* _Provided text_
━━━
DCSIMG

Helping children in Kenya from the kitchen table

ALISON Lowndes is sitting at her laptop in the warmth and comfort of her North Yorkshire home.

This is where she spends more than 60 hours a week, unpaid, running the online charity Able Volunteers International Fund (AVIF).

She set up AVIF three years ago to organise volunteers to help projects in Kenya, but the internet has made it much more than that.

At the click of a button she has successfully helped a villager in a remote Kenyan settlement link up with an organisation which can supply a water tank, giving villagers their own water supply for the first time.

"That is the power of the internet and social networking," says Alison, 39, who sets up virtual online communities via Facebook and other social networking sites to allow people who would never normally come into contact with each other communicate regularly.

"It may mean that the chap from the African village has had to walk 10km to the nearest internet caf, but it was worth it as we were able to put him in touch with someone who could help him. AVIF is about physical and virtual volunteering."

Alison, who has a background in IT, first got the idea for AVIF after running a number of summer schools in north east China in 2002.

She spent nine months there with her two young children, organising a team to teach English as a foreign language.
━━━
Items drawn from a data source
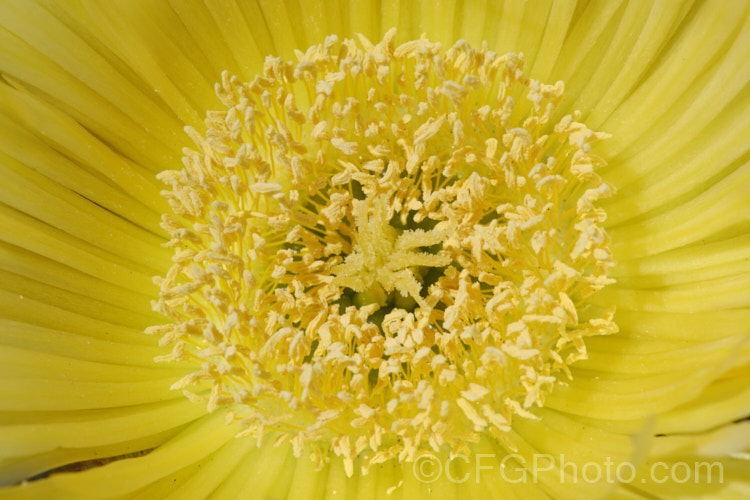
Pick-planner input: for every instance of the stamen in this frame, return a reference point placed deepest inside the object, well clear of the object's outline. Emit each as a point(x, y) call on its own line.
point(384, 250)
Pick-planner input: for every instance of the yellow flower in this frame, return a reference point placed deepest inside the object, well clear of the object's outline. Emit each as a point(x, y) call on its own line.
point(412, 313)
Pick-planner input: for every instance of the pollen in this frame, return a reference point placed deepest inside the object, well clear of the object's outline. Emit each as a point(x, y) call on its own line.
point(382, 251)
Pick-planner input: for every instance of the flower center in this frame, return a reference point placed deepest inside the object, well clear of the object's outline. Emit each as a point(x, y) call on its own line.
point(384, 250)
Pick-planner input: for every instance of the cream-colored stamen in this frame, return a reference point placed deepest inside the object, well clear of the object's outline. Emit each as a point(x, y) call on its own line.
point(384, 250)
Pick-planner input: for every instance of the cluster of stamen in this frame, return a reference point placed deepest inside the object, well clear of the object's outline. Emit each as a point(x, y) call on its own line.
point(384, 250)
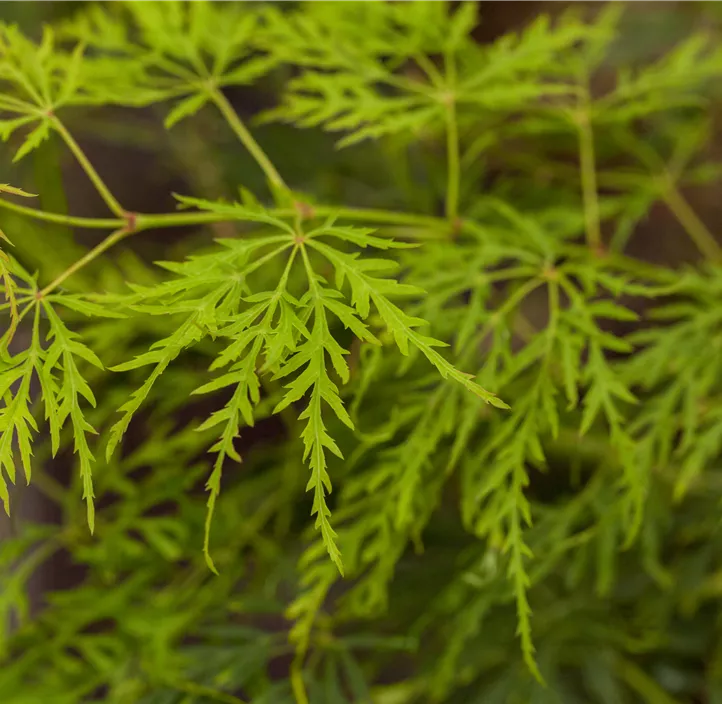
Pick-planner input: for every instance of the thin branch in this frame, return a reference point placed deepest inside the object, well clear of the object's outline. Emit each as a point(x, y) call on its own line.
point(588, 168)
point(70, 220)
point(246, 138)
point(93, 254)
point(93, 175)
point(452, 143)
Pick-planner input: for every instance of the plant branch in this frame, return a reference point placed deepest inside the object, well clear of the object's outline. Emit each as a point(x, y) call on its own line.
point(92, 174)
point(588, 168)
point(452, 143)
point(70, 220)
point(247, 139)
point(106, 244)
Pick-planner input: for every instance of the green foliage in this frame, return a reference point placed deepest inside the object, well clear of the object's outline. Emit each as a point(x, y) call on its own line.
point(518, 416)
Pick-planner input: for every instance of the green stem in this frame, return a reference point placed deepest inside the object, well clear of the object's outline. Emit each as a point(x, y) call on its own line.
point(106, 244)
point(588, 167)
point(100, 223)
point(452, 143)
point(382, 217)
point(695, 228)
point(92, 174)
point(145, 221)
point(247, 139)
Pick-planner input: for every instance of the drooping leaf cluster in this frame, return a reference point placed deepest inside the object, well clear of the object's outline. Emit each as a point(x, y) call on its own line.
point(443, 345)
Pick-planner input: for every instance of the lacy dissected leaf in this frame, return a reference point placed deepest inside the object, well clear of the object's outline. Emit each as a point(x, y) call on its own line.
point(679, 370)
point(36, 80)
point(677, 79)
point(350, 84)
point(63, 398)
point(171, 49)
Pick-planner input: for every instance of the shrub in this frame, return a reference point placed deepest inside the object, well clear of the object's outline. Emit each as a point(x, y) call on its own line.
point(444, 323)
━━━
* _List of tasks_
1: Retype the passage of the article on helping children in Kenya between "Helping children in" and "the first time.", inclusive.
2: Extract every line of the records that contains the string "stamen", matching its case exactly.
The article and the records are unrelated and should be treated as separate material.

* _Final answers_
1:
Helping children in Kenya from the kitchen table

ALISON Lowndes is sitting at her laptop in the warmth and comfort of her North Yorkshire home.

This is where she spends more than 60 hours a week, unpaid, running the online charity Able Volunteers International Fund (AVIF).

She set up AVIF three years ago to organise volunteers to help projects in Kenya, but the internet has made it much more than that.

At the click of a button she has successfully helped a villager in a remote Kenyan settlement link up with an organisation which can supply a water tank, giving villagers their own water supply for the first time.

2:
Pick-planner input: for every instance of the stamen in this frame, return a reference point placed deepest inside the object, well clear of the object's outline. Emit each as a point(x, y) call on its own line.
Pick-planner input: for every instance of the cream-colored stamen in this frame, return a reference point placed deepest inside the object, well clear of the object's outline. Emit each as a point(x, y) call on its own line.
Pick-planner input: for every instance of the cluster of stamen in this frame, return a reference point placed deepest inside the object, well clear of the object's outline. Emit each as a point(x, y) call on its own line.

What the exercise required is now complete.